:: Page text ::
══════════════════════════════
You can "shrink" the Windows partition now that it's setup. Do it through Computer Management -> Disk Management.


Thats an interesting idea. I'm probably just going to do is rely on a USB3 Samsung 2TB drive and purchase Paragon HSF+ for $20. I've been testing it in trial and it's working really well. So i pretty much have all my files/videos/music/docs..etc on the USB3 drive if I want to access it in either OS.
 
For those considering a purchase of Winclone (mentioned above), you can do cloning of the bootcamp installed Windows partition using the free version of winToUSB. Helps save a bit of money.
 
For those considering a purchase of Winclone (mentioned above), you can do cloning of the bootcamp installed Windows partition using the free version of winToUSB. Helps save a bit of money.


Does this work over thunderbolt? or just USB?
 
Can anyone confirm that running Boot Camp on an external drive using the methods listed here will work just as well as running on the internal drive? Are there any strange bugs/issues/problems you should expect when doing this? For example, should I expect problems with macOS or Windows updates? Does the Boot Camp software (drivers, Control Panel, Restart in macOS) run properly whilst running on external SSD?
══════════════════════════════
:: Material provided ::
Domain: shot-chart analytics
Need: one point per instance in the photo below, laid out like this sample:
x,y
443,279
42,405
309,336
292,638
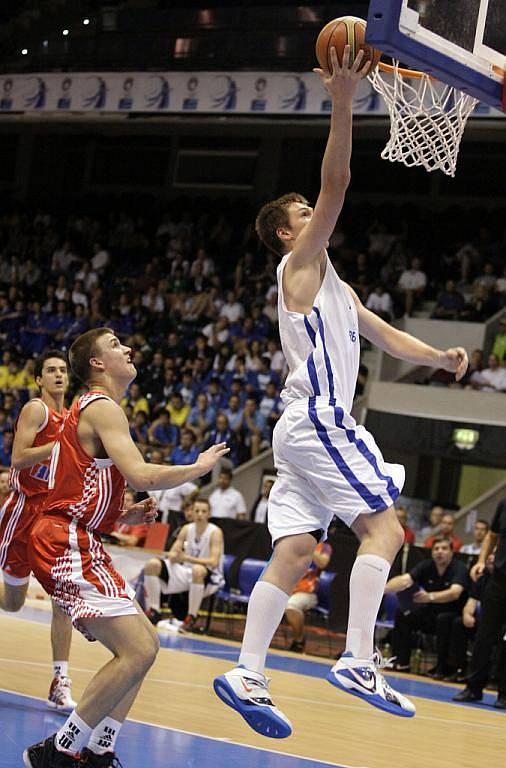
══════════════════════════════
:: Task item ::
Extend the forum discussion on running Boot Camp Windows from an external drive with the next reply, picking up after its final post.

:: Reply to the exercise ::
Thank you.
 
Can anyone confirm that running Boot Camp on an external drive using the methods listed here will work just as well as running on the internal drive? Are there any strange bugs/issues/problems you should expect when doing this? For example, should I expect problems with macOS or Windows updates? Does the Boot Camp software (drivers, Control Panel, Restart in macOS) run properly whilst running on external SSD?

Thank you.
I been running windows 10 on a thunderbolt hard drive on my iMac for 2 years now. Never a problem
 
I replaced the Disk in my Lenovo labtop with the SSD and did a fresh install of windows 64bit.
After install I copied bootcamp to the desktop.
I removed the disk and placed it in my Inatek usb3 enclosure. Restarted from the external disk and installed the bootcamp
software, couldn’t be easier. Imac late 2013, i7, GTX780m
 
I dual booted macOS Mojave and Windows 10 1903 on an external SSD by using Winclone volume to volume from an internal fresh installation. Some of these methods seem much easier than what I went through, but in anyone needs another method (or got stuck booting to Windows when using Winclone), I will post mine (especially since Apple Discussions removed my post [because I linked to superuser.com? Because it requires using Linux? Because MS doesn't officially support booting externally? I'm not sure.]). It requires Winclone, a computer or virtual machine running Linux and enough space internally to install Windows at least temporarily (30GBs usually)


• Format external SSD as GUID with APFS macOS partition and exFAT Windows Partition
• Install macOS off Recovery Partition onto the external SSD
• Install Windows on internal HDD. (when it gets to the setup screen, you can safely shutdown Windows with the shortcut shift-fn-f10 to bring up a cmd prompt and type "shutdown -s -t 00" then boot back into macOS).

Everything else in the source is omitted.